2.6. Scanning Electron Microscopy (SEM) Analysis

Figure 2 shows the surface and cross-sectional micrographs of the films of formulation F8 and their comparison with the control film. In these micrographs, it is possible to observe in the SEM images of the F8 film formulation a clear integration of the structures and the homogeneity of the OEO, which implies that in this formulation, the ratio of the emulsifier Tween^® 80 used was adequate for the physical incorporation of the OEO into the starch biopolymer matrix. In general terms, no significant differences were observed between these two formulations, so continuous and homogeneous surfaces were observed in both formulations, without the presence of evident fractures or irregularities, which agrees with what has been described in the scientific literature for starch matrices plasticized with glycerol, where the latter acts as a plasticizing agent and favors the formation of a compact polymeric network [32]. Regarding the cross-sectional micrographs, a greater compaction and structural integration can also be seen in the F8 film (Figure 2c) compared to the control film (Figure 2d), which indicates a greater cohesiveness in this formulation. Some recent studies have related the morphology and microstructure of biopolymeric material films (such as starch) and have even argued that they are of great importance, since they have a direct effect on other properties, such as physicochemical, mechanical and WVP properties [32,33]. Finally, we consider this result relevant in relation to some other studies that have indicated that the incorporation of OEO causes structural discontinuity in starch films at low amounts (0.1, 0.3, 0.5 and 1.0% w/w in relation to starch, when the emulsifying agent is not used), significantly impacting the physicochemical, thermal, morphological and mechanical properties of the films [33]. Therefore, we consider that the relationship between OEO and the emulsifying agent plays a predominant role in obtaining films from gel matrices with adequate incorporation, without affecting their physical and mechanical appearance.

-----

Request A:
Reproduce the passage on SEM analysis of the starch films word for word, in full.
The SEM passage and the records are unrelated material.

Listing:
-----

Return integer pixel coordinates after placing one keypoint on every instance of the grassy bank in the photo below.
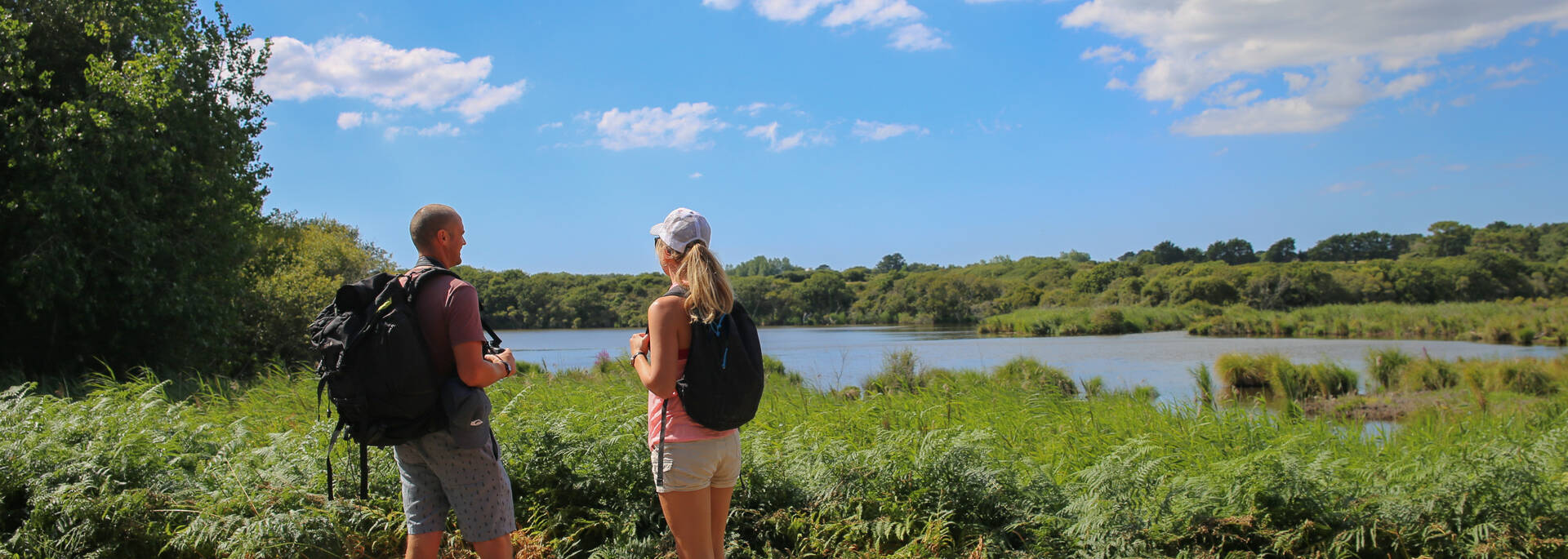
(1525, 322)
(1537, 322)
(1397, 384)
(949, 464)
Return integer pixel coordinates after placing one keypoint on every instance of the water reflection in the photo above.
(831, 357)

-----

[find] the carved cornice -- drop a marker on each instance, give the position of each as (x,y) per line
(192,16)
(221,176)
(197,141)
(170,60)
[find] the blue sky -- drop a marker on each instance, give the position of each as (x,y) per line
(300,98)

-----

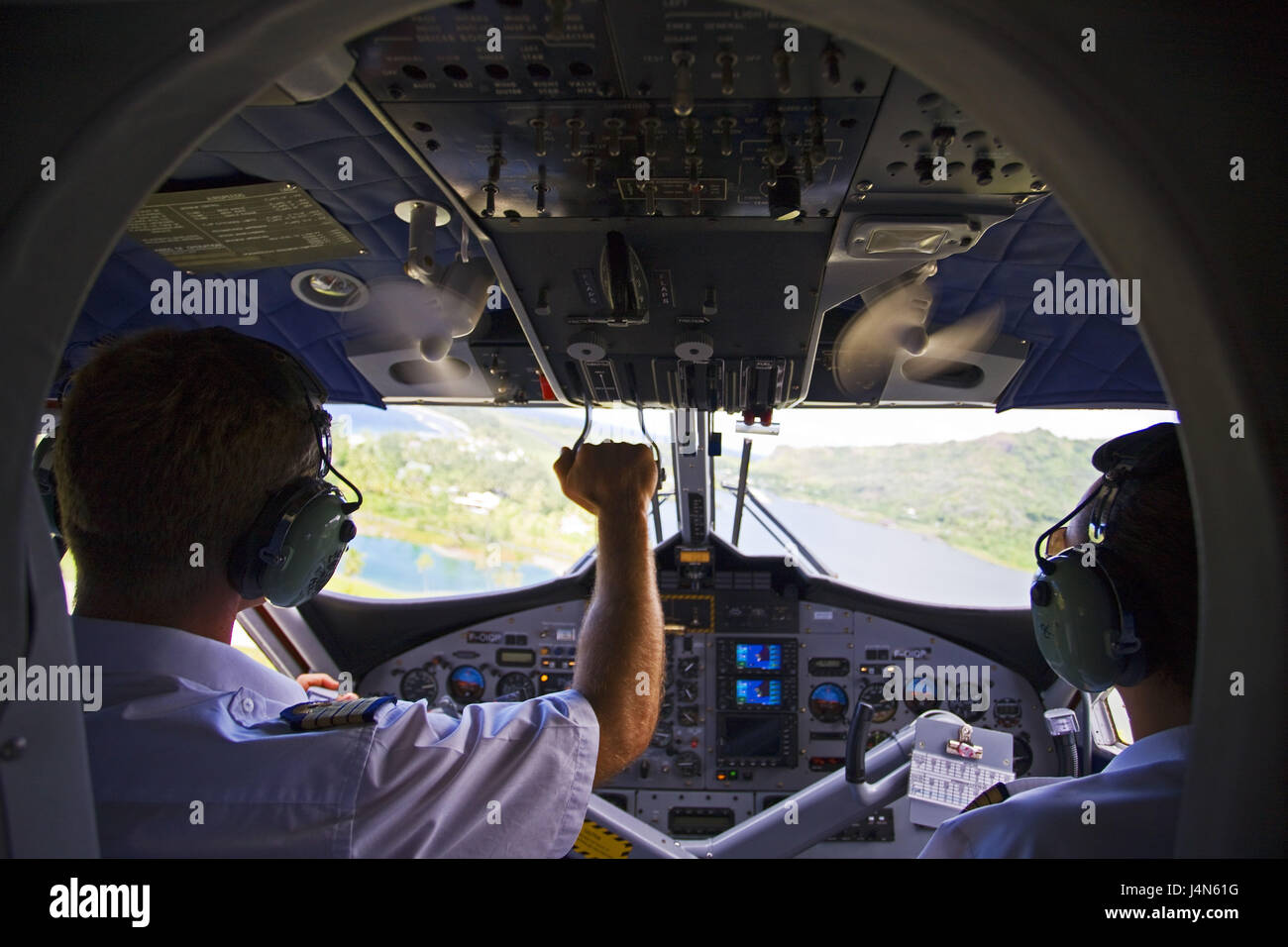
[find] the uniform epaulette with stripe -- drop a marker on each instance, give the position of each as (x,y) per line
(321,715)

-----

Request B:
Identify every line in the records that contains the string "integer", treating case as significant, and copy each such line.

Written response A:
2.6. Scanning Electron Microscopy (SEM) Analysis

Figure 2 shows the surface and cross-sectional micrographs of the films of formulation F8 and their comparison with the control film. In these micrographs, it is possible to observe in the SEM images of the F8 film formulation a clear integration of the structures and the homogeneity of the OEO, which implies that in this formulation, the ratio of the emulsifier Tween^® 80 used was adequate for the physical incorporation of the OEO into the starch biopolymer matrix. In general terms, no significant differences were observed between these two formulations, so continuous and homogeneous surfaces were observed in both formulations, without the presence of evident fractures or irregularities, which agrees with what has been described in the scientific literature for starch matrices plasticized with glycerol, where the latter acts as a plasticizing agent and favors the formation of a compact polymeric network [32]. Regarding the cross-sectional micrographs, a greater compaction and structural integration can also be seen in the F8 film (Figure 2c) compared to the control film (Figure 2d), which indicates a greater cohesiveness in this formulation. Some recent studies have related the morphology and microstructure of biopolymeric material films (such as starch) and have even argued that they are of great importance, since they have a direct effect on other properties, such as physicochemical, mechanical and WVP properties [32,33]. Finally, we consider this result relevant in relation to some other studies that have indicated that the incorporation of OEO causes structural discontinuity in starch films at low amounts (0.1, 0.3, 0.5 and 1.0% w/w in relation to starch, when the emulsifying agent is not used), significantly impacting the physicochemical, thermal, morphological and mechanical properties of the films [33]. Therefore, we consider that the relationship between OEO and the emulsifying agent plays a predominant role in obtaining films from gel matrices with adequate incorporation, without affecting their physical and mechanical appearance.

Written response B:
Return integer pixel coordinates after placing one keypoint on every instance of the grassy bank in the photo below.
Return integer pixel coordinates after placing one keypoint on every instance of the water reflection in the photo above.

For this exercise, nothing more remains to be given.